Extract to read:
Oil prices are influenced by global supply and demand conditions
as well as for worldwide political events. As the price of oil in
Canada is based on a US benchmark price, variations in the
Canada/US exchange rate further affect the price received by
Paramount for its oil.

The Company's access to oil and natural gas sales markets is
restricted, at times, by pipeline capacity. In addition, it is
also affected by the proximity of pipelines and availability of
processing equipment. Paramount intends to control as much of its
marketing and transportation activities as possible in order to
minimize any negative impact from these external factors.

The oil and gas industry is subject to extensive controls,
regulatory policies and income taxes imposed by the various
levels of government. These controls and policies, as well as
income tax laws and regulations, are amended from time to time.
The Company has no control over government intervention or
taxation levels in the oil and gas industry; however, it operates
in a manner intended to ensure that it is in compliance with all
regulations and is able to respond to changes as they occur.

Paramount's operations are subject to the risks normally
associated with the oil and gas industry including hazards such
as unusual or unexpected geological formations, high reservoir
pressures and other conditions involved in drilling and operating
wells. The Company attempts to minimize these risks using prudent
safety programs and risk management, including insurance coverage
against potential losses.

The Company recognizes that the industry is faced with an
increasing awareness with respect to the environmental impact of
oil and gas operations. Paramount has reviewed the environmental
risks to which it is exposed and has determined that there is no
current material impact on the Company's operations; however, the
cost of complying with environmental regulations is increasing.
Paramount intends to ensure continued compliance with
environmental legislation.

Data:

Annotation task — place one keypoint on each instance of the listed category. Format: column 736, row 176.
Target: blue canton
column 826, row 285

Job: Rewrite the part of the passage on Paramount's business risks that opens with the words containing "The Company recognizes" and closes with "environmental legislation.", putting "environmental rules" in place of "environmental regulations".

Written answer:
The Company recognizes that the industry is faced with an
increasing awareness with respect to the environmental impact of
oil and gas operations. Paramount has reviewed the environmental
risks to which it is exposed and has determined that there is no
current material impact on the Company's operations; however, the
cost of complying with environmental rules is increasing.
Paramount intends to ensure continued compliance with
environmental legislation.